> _What to work on_: What you return should match the data below exactly, line for line.

Stored data entries:
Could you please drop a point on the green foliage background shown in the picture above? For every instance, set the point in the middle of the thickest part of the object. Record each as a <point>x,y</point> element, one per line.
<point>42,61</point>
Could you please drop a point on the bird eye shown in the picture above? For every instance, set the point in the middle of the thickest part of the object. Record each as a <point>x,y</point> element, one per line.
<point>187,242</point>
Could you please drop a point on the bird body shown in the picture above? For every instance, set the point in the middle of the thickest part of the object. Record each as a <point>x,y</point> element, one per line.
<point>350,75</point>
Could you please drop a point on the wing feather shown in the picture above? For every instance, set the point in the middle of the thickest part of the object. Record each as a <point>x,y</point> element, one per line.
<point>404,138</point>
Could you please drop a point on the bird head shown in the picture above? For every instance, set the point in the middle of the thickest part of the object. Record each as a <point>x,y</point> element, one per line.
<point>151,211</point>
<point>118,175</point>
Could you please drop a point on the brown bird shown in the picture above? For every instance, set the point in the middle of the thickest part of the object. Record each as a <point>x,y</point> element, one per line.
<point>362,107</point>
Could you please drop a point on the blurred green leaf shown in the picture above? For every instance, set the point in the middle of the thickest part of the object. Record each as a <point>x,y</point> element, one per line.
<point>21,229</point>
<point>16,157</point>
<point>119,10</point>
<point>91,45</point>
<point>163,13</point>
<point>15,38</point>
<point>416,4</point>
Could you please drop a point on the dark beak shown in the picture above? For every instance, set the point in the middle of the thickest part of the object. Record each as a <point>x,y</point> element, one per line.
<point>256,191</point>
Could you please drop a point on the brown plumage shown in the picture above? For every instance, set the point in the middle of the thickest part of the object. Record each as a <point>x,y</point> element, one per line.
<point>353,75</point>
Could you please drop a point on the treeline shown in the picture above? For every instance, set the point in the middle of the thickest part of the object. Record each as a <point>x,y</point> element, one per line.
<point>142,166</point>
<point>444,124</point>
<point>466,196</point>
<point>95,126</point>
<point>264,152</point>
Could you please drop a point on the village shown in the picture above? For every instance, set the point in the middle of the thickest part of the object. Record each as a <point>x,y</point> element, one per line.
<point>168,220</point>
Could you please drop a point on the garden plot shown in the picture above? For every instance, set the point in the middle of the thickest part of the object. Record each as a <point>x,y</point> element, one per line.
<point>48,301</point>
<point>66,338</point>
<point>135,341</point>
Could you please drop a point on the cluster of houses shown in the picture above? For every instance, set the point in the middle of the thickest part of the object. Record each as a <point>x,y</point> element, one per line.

> _Finished task_:
Could you please drop a point on the green foliage background shown in the picture above? For every instance, set the point in the middle of the thickest part of the object. Record each as a <point>x,y</point> element, one per line.
<point>42,61</point>
Could you please drop a point on the bird eye shown in the picture above? For every instance, set the point in the middle of the thickest part of the object. Record each as a <point>x,y</point> element, one per line.
<point>187,242</point>
Could you please drop a point on the bird body shown in the picture above? For every instance, set the point in the middle of the thickest part of the object. Record each as a <point>x,y</point> element, one per line.
<point>350,75</point>
Could you please drop a point on the wing feather shown in the picture above? For every instance, set the point in the middle of the thickest part of the object. Record each as a <point>x,y</point> element, one per line.
<point>404,138</point>
Could you please drop a point on the bird head shown in the picture above? For every instance, set the point in the middle of the thickest part of the object. Record each as a <point>x,y</point> element, one per line.
<point>151,211</point>
<point>118,175</point>
Could you please drop a point on the brown bird shown in the picture above? For every instance, set the point in the middle of the thickest part of the object. Record each as a <point>x,y</point> element, one per line.
<point>362,107</point>
Could you please drop a point on the blurred green leaf shown in the picture above? For every instance, set the point in the middle of the thickest part of the object. Record each as a <point>x,y</point> element, one per line.
<point>21,229</point>
<point>16,157</point>
<point>119,10</point>
<point>91,45</point>
<point>163,13</point>
<point>15,38</point>
<point>416,4</point>
Could you please drop a point on the dark beak shown in the picture above? For every instance, set the point in the middle of the thickest part of the object. Record each as a <point>x,y</point> element, one per line.
<point>256,191</point>
Could you please drop a point on the brown plumage shown in the picture above? For every instance, set the point in the middle of the thickest part of the object. Record each as a <point>x,y</point> element, one per line.
<point>353,75</point>
Could you please drop a point on the treeline shown in the picture above? For every instance, set the point in the middle of the thickest part of the object. Record each as a <point>x,y</point> element, one per line.
<point>142,166</point>
<point>444,124</point>
<point>466,196</point>
<point>95,126</point>
<point>264,152</point>
Could you please drop a point on the village shown in the picture above? For every instance, set the point in the middle of the thickest part of the object. Record each as a <point>x,y</point> element, one per line.
<point>168,220</point>
Could you please drop a point on the garden plot shown in the picture above? For every instance, set the point in the middle of the thickest part of the object. Record each as a <point>x,y</point> element, one per line.
<point>48,301</point>
<point>66,338</point>
<point>135,341</point>
Could you please drop a point on the cluster of houses shown in the picture above? For every instance, set the point in the middle of the thickest part of the object. Record each as a <point>x,y</point> element, one per line.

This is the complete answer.